## EXCERPT

^^^^

The junior gold miners’ and explorers’ stocks have been crushed in recent months, collateral damage from enormous gold-futures selling. That’s naturally left investors and speculators extremely bearish on gold juniors. But lost in all this technical and sentimental tumult are important fundamentals from the juniors’ recently-reported third-quarter financial and operational results, which proved quite strong and bullish.
The junior gold stocks are rightfully considered the Wild West of the gold sector. Most of the hundreds and hundreds of these small companies won’t prove successful. They won’t be able to secure funding to explore sufficiently, won’t be fortunate enough to find an economic deposit of gold to mine, or won’t be able to make the herculean leap from explorer to miner. The odds are stacked heavily against the gold juniors.
Nevertheless, the elite small gold explorers and miners able to overcome and grow their businesses to larger scales will see truly-enormous stock-price gains. The gold juniors are exceedingly important for the entire gold-mining industry, since they feed the critical gold-supply pipeline with new deposits and mines to offset the inexorable industry-wide depletion of current operations. Success here is radically rewarded.
Some of the world’s best junior gold miners and explorers are included in the GDXJ VanEck Vectors Junior Gold Miners ETF, this sector’s leading benchmark. Born in November 2009, GDXJ is the world’s second-largest gold-stock ETF after its big brother GDX which tracks the larger major gold miners. As of the middle of this week, GDXJ’s net assets ran about 4/10ths of GDX’s. That testifies to junior golds’ popularity.
Unfortunately GDXJ has plunged in recent months in the massive gold-stock correction fueled by heavy gold-futures selling. After peaking in early August, GDXJ dropped by as much as 34.7% over 3.5 months as of late November. That’s why junior gold stocks are so deeply out of favor today, universally feared, despised, or ignored. But context is essential to overcome the dangerous greed and fear that taint perceptions.
Before this latest massive correction, GDXJ skyrocketed 201.8% in just 6.7 months! So smart contrarian investors and speculators who were able to overcome the popular fear the last time juniors were deeply out of favor in mid-January tripled their capital. Even at the recent dismal correction lows, GDXJ was still up 75.7% year-to-date. So rather than fearing these high-flying stocks, traders should be salivating at their lows!

^^^^

## WRITTEN TASK A
In the passage on junior gold stocks, how much did GDXJ gain before its latest correction, and over what period?
The gold stock passage and the rows after it are unrelated material.

## GIVEN RECORDS
^^^^

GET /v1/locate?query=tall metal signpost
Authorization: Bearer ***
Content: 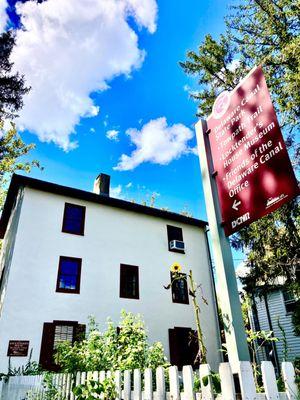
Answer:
[196,67,299,373]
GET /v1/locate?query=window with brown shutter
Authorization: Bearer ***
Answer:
[171,272,189,304]
[62,203,85,236]
[169,327,199,370]
[56,256,82,293]
[120,264,139,299]
[40,320,85,371]
[167,225,185,254]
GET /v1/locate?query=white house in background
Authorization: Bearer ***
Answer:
[249,286,300,369]
[0,174,221,371]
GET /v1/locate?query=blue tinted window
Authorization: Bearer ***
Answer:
[56,257,81,293]
[62,203,85,235]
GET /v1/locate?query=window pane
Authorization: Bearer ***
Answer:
[167,225,184,254]
[120,264,139,299]
[171,273,189,304]
[54,325,74,349]
[57,257,81,292]
[63,203,85,235]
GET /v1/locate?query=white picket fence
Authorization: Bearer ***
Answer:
[0,361,299,400]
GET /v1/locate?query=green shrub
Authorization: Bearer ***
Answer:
[55,311,168,372]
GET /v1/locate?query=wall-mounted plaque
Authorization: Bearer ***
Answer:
[7,340,29,357]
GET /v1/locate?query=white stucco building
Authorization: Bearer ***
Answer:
[0,174,221,372]
[249,285,300,371]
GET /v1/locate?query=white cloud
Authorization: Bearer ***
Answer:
[110,185,122,198]
[106,129,119,142]
[11,0,157,150]
[114,117,194,171]
[0,0,8,34]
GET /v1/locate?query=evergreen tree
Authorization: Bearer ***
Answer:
[0,31,30,120]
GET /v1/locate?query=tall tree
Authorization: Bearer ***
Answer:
[0,31,39,220]
[180,0,300,293]
[0,121,40,211]
[0,31,30,120]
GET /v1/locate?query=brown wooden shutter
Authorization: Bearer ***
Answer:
[169,327,199,370]
[40,322,55,371]
[73,324,86,342]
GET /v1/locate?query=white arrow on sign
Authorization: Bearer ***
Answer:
[232,199,242,211]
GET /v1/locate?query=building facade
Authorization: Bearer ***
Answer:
[249,286,300,371]
[0,175,220,372]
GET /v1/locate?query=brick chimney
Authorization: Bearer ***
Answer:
[93,174,110,197]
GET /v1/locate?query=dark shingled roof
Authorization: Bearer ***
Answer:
[0,174,207,238]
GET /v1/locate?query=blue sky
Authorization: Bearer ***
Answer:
[1,0,246,268]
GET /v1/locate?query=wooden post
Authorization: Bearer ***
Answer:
[156,367,166,400]
[219,363,236,400]
[182,365,195,400]
[123,370,131,400]
[239,361,257,400]
[282,361,299,400]
[199,364,213,400]
[144,368,153,400]
[169,365,180,400]
[133,369,142,400]
[261,361,279,400]
[189,270,207,364]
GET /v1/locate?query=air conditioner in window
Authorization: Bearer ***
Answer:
[170,240,184,250]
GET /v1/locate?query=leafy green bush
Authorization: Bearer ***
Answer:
[73,378,117,400]
[0,349,43,381]
[55,311,168,372]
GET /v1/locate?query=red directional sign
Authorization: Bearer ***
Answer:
[207,67,299,236]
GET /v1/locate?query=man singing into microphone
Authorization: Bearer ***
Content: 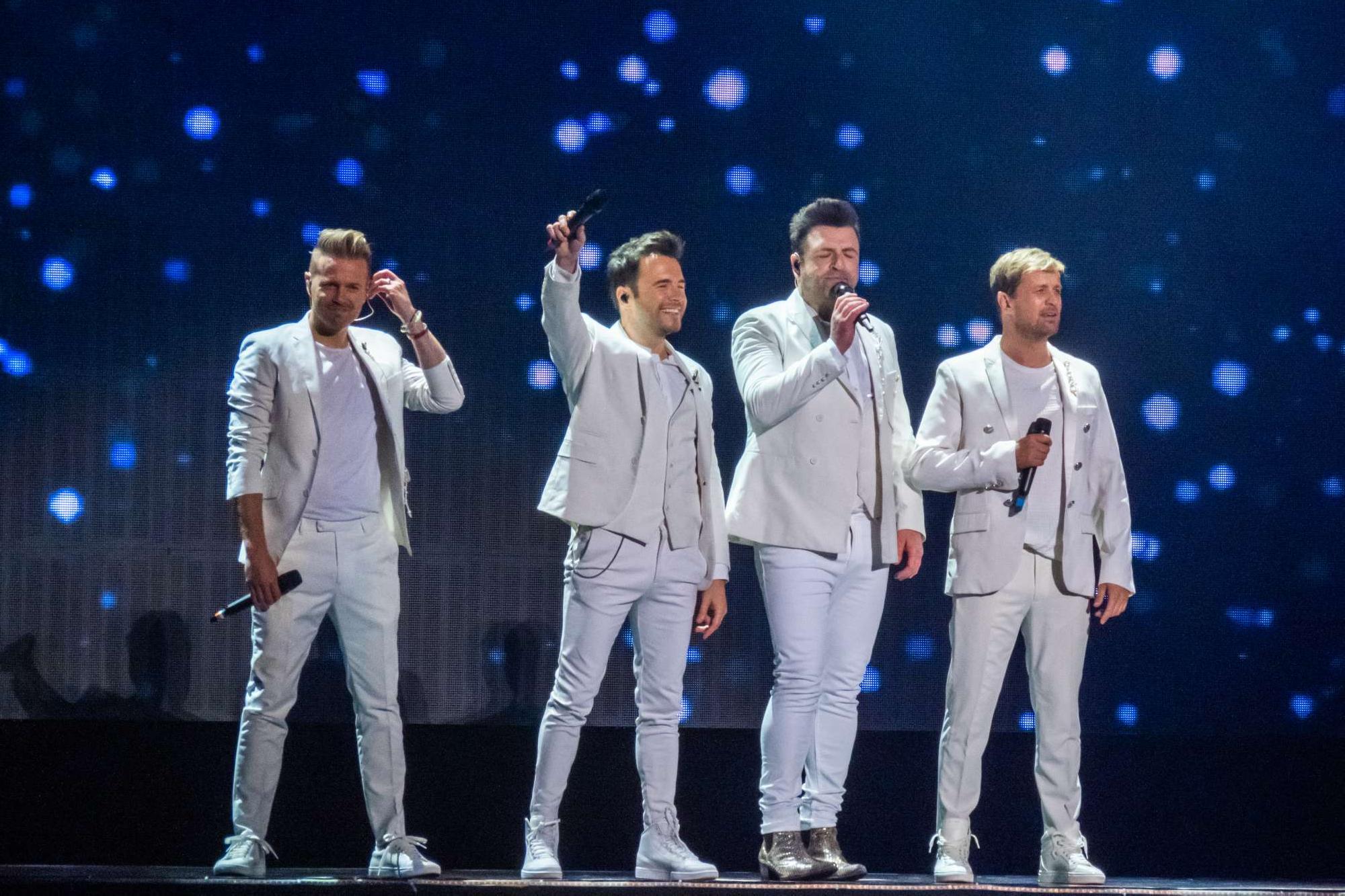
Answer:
[907,249,1135,885]
[728,199,924,880]
[522,215,729,881]
[215,230,463,877]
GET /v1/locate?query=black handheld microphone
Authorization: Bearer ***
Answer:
[210,569,304,622]
[1009,417,1050,517]
[831,281,873,332]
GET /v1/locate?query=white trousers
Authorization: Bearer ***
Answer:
[529,529,705,823]
[233,516,406,844]
[756,514,888,834]
[935,551,1088,836]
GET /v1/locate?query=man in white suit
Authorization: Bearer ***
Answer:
[728,199,924,880]
[907,249,1135,885]
[521,215,729,880]
[215,230,463,877]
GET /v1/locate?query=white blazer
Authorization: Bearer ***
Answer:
[728,289,924,564]
[907,336,1135,598]
[225,315,463,560]
[537,262,729,589]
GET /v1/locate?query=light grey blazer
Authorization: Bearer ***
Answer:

^^^^

## WRITTEN TASK B
From the rows, reproduce the lines beginning with the line that contains "GET /v1/locate?query=brown wooden shutter" and continuing through the line that contains "[1,0,246,268]", including both.

## TASK OUTPUT A
GDXJ rose 201.8% in 6.7 months.

## TASK OUTPUT B
GET /v1/locate?query=brown wooden shutter
Authorization: Bearer ***
Answer:
[169,327,199,370]
[40,322,55,371]
[73,324,86,342]
GET /v1/locate?query=white arrow on sign
Authorization: Bearer ***
Answer:
[232,199,242,211]
GET /v1/locate?query=building facade
Authorization: Bearer ***
Answer:
[249,286,300,371]
[0,175,220,372]
GET /v1/locate?query=brick chimney
Authorization: Bearer ***
Answer:
[93,174,110,197]
GET /v1/locate?query=dark shingled roof
Authorization: Bearer ***
Answer:
[0,174,207,238]
GET /v1/locate?query=blue sky
Authorization: Bearer ***
Answer:
[1,0,246,268]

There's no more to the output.